__Alıştırma Yönergeleri__.
• a. İK konulu metne göre ankete katılanların yüzde kaçı, şirketlerinin İK platformlarının üç yıl içinde buluta taşınacağını öngörüyor?
• b. Lütfen İK konulu metni son cümlesinden sonra sürdürün.

Amerika’da Knowledge Infusion/Appirio firmasının yaptığı bir anket çalışmasına katılanların yüzde 80’i üç yıl içerisinde şirketlerinin İK platformlarının buluta taşınacağını öngörüyor. İK platformlarının buluta taşınmasının sonucu olarak, İK ve çalışanların verilere her yerden erişebilmesi sayesinde; sabit çalışma saatleri ve mekânlarının olmadığı, ofise bağımlı olmadan, mobil uygulamalar aracılığı ile çalışma imkânlarının artacağı yeni bir çalışma iş anlayışının gelişmesi bekleniyor.
 

İK’da veri yönetimi yükseliyor
 

İK yöneticilerinin en çok zorlandıkları konulardan birisi, sistemlerindeki veri kalitesini yönetmek. Özellikle birçok farklı sistemde veriyi senkronize ve güncel tutmak gerçekten zorluklara yol açabiliyor. Bu nedenle İK yöneticileri tek bir noktadan yönetebilecekleri ana veri havuzları (repository) çözümlerini daha sıklıkla gündemlerine almaya başlıyorlar.

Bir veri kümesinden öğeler
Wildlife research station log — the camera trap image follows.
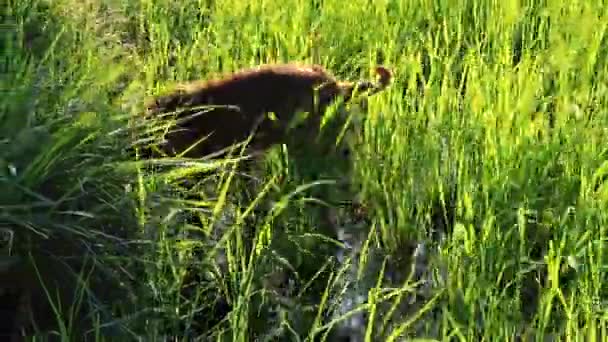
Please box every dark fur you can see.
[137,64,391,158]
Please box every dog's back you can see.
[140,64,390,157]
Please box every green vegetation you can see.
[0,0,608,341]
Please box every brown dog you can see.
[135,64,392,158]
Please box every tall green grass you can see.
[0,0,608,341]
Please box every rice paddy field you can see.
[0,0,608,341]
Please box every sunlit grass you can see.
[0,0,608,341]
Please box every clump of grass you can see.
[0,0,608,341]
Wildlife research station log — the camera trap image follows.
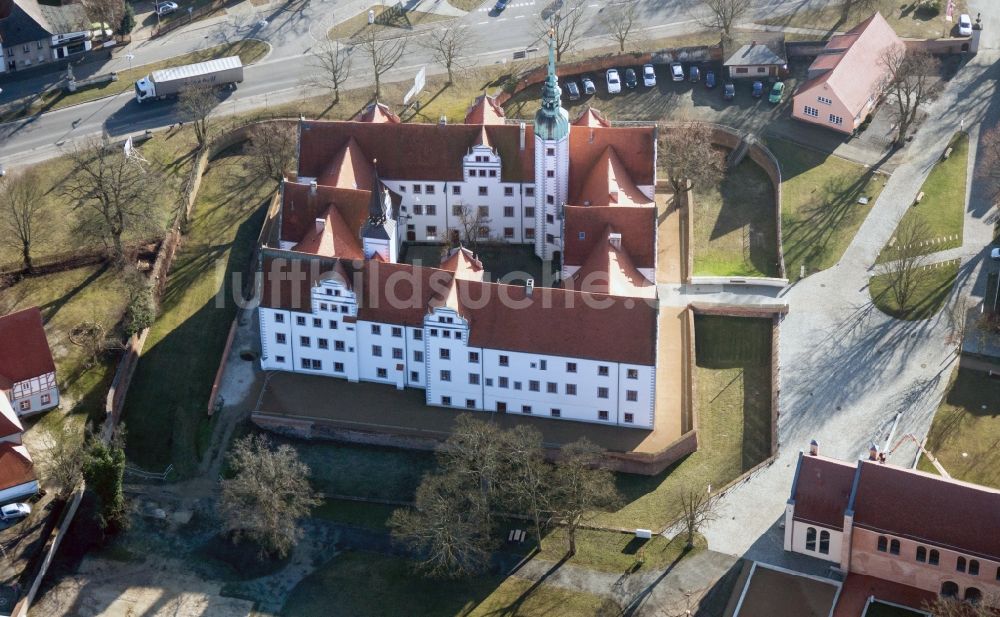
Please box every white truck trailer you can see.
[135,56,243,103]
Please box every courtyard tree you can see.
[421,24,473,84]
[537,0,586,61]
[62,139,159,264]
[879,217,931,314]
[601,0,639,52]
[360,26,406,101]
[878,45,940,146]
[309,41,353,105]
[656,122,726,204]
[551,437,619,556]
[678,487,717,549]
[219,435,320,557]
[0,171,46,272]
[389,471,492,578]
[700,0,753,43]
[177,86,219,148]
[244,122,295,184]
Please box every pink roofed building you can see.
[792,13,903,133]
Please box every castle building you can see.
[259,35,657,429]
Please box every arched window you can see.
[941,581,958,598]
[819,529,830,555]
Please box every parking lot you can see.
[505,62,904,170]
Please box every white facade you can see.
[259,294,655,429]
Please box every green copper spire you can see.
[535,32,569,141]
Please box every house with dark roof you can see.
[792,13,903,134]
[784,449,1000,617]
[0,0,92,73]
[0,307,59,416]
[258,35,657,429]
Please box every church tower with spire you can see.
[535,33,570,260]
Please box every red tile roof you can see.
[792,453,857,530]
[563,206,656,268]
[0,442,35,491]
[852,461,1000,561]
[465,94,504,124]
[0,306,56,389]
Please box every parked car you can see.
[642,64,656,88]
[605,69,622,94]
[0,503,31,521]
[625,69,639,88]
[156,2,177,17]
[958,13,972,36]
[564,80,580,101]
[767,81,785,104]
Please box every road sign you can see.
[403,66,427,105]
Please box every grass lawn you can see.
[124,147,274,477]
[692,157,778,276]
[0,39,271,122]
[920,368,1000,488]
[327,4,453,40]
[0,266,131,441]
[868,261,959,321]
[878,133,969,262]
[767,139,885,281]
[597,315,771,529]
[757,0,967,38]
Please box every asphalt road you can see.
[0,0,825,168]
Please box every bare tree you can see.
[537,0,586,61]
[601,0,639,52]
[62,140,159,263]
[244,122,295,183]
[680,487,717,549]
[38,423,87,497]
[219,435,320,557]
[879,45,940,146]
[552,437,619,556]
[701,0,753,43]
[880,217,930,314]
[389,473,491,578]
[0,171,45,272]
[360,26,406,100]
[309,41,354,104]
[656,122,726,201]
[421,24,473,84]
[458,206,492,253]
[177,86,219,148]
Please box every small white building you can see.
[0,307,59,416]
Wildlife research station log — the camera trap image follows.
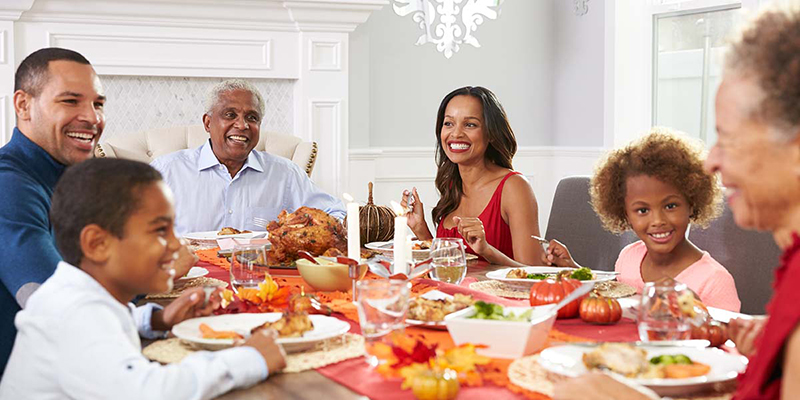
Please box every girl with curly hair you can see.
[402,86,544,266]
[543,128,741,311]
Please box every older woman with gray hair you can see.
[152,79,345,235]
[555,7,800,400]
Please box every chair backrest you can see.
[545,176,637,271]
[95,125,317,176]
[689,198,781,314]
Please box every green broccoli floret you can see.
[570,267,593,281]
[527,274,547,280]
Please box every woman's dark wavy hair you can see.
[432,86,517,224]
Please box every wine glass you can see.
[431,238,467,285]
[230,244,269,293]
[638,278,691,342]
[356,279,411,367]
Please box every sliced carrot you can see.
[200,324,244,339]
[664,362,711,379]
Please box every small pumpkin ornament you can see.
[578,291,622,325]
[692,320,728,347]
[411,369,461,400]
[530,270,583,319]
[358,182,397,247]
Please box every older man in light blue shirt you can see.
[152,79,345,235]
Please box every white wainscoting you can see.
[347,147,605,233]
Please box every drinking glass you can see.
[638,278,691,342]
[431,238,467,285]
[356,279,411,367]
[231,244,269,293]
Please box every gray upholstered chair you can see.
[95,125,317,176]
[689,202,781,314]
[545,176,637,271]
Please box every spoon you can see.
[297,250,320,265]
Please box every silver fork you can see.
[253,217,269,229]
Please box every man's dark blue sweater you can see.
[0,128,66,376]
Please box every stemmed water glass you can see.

__Görev Yanıtları__.
• a. Yüzde 80'i.

• b.
Verilerin tek bir noktadan yönetilmesi, daha önce yapılamayan büyük veri analizlerini de mümkün kılıyor. Şirketler böylelikle kendilerini daha iyi anlayabilecekleri analizler de yapabilir hale gelecekler. Örneğin, belirli pozisyonlara alınan tecrübeli çalışanlar ile o alanda tecrübesi olmayan çalışanların performanslarını kıyaslayarak, hangi pozisyonlar için tecrübeli eleman alımının zorunlu, hangi pozisyonlar için gerek şart olmadığını tespit edebilecekler. Ya da satış ekiplerinin başarılarını kıyaslayarak, satış başarısını olumlu etkileyen kriterlerin belirlenmesi için değerlendirmeler yapabilecekler.
 

Sosyal performans yönetimi kavramı öne çıkıyor
 

Özellikle Y kuşağı olarak da adlandırılan 1990 ve sonrası doğumluların gittikçe profesyonel yaşamın içerisinde yer almaya başlamasıyla beraber, performans yönetiminde yeni yaklaşımlar öne çıkıyor. İK yöneticileri sosyal performans yönetimi yazılımlarını daha çok değerlendirmeye başlıyor.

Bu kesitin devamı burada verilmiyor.